= Set exercise 1 =
Please convert the rows of pointing data into a Markdown table with the columns n and Line. Give each row a number and leave out blank lines.

= Given passage =
----------

Again, the photo in the excerpt was intended to introduce the BCD as an idea – as a means of introducing the device itself, and exhibiting one potential application. With each work zone being different, it is difficult to use a single photograph to represent all work zone environments and all possible applications. In fact, one additional benefit of the live demonstration was to explore and discuss ways to apply the device, design and construction details – and, to promote discussion over any flaws in the product itself and receive comments and input from road users who visited the site that day. Were you able to attend the event and see these devices in person?
Secondly, you mention placement of the BCD. The original impetus for the BCD was to keep bicyclists out of the work space. ODOT staff has witnessed a number of incidents where bicyclists have chosen to ride behind the cones within the contractor’s work space. This behavior creates sizable liability issues for both the Contractor and ODOT. Traditional channelization (cones, candlesticks, drums) does little to ensure cyclists do not enter the work area. However, a rigid, continuous barrier-style system – like the BCD – ends up being far more effective. Therefore, the BCD shown in the photo, and as used in the recent live demonstration, was intended to demonstrate that function. We have only begun looking at other applications for the BCD. One application we have explored is using the BCD both sides of the temporary bicycle pathway. In an urban area, where left turns by bicyclists are as common as those for motor vehicles, the presence of the BCD on the left side of the temporary pathway would likely preclude those movements. We are, however, considering the use of BCD on both sides of a temporary bicycle alignment in shorter, more critical areas where perhaps full control of the bicyclist movement is desirable or beneficial in the interest of public safety and sound traffic operations. Again, we continue to explore uses for this new, innovative device.

----------

= Set exercise 2 =
According to the BCD passage, what was the original impetus for the BCD?

(Pointing data excerpts)
----------

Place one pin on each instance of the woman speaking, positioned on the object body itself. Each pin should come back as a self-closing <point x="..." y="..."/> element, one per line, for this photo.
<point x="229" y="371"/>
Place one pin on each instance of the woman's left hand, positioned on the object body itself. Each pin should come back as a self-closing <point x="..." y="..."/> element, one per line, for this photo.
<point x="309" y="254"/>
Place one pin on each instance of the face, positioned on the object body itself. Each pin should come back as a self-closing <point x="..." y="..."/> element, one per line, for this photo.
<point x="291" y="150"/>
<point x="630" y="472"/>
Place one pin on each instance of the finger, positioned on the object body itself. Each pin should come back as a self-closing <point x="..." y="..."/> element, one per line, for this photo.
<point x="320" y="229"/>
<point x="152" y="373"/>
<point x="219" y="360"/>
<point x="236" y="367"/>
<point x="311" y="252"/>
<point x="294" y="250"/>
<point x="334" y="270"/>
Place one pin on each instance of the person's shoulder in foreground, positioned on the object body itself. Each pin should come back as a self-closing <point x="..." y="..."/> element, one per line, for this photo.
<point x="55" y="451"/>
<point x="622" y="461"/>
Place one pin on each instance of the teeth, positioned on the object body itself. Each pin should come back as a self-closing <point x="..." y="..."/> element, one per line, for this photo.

----------

= Complete output 1 =
| n | Line |
|---|---|
| 1 | Place one pin on each instance of the woman speaking, positioned on the object body itself. Each pin should come back as a self-closing <point x="..." y="..."/> element, one per line, for this photo. |
| 2 | <point x="229" y="371"/> |
| 3 | Place one pin on each instance of the woman's left hand, positioned on the object body itself. Each pin should come back as a self-closing <point x="..." y="..."/> element, one per line, for this photo. |
| 4 | <point x="309" y="254"/> |
| 5 | Place one pin on each instance of the face, positioned on the object body itself. Each pin should come back as a self-closing <point x="..." y="..."/> element, one per line, for this photo. |
| 6 | <point x="291" y="150"/> |
| 7 | <point x="630" y="472"/> |
| 8 | Place one pin on each instance of the finger, positioned on the object body itself. Each pin should come back as a self-closing <point x="..." y="..."/> element, one per line, for this photo. |
| 9 | <point x="320" y="229"/> |
| 10 | <point x="152" y="373"/> |
| 11 | <point x="219" y="360"/> |
| 12 | <point x="236" y="367"/> |
| 13 | <point x="311" y="252"/> |
| 14 | <point x="294" y="250"/> |
| 15 | <point x="334" y="270"/> |
| 16 | Place one pin on each instance of the person's shoulder in foreground, positioned on the object body itself. Each pin should come back as a self-closing <point x="..." y="..."/> element, one per line, for this photo. |
| 17 | <point x="55" y="451"/> |
| 18 | <point x="622" y="461"/> |
| 19 | Place one pin on each instance of the teeth, positioned on the object body itself. Each pin should come back as a self-closing <point x="..." y="..."/> element, one per line, for this photo. |

= Complete output 2 =
To keep bicyclists out of the work space.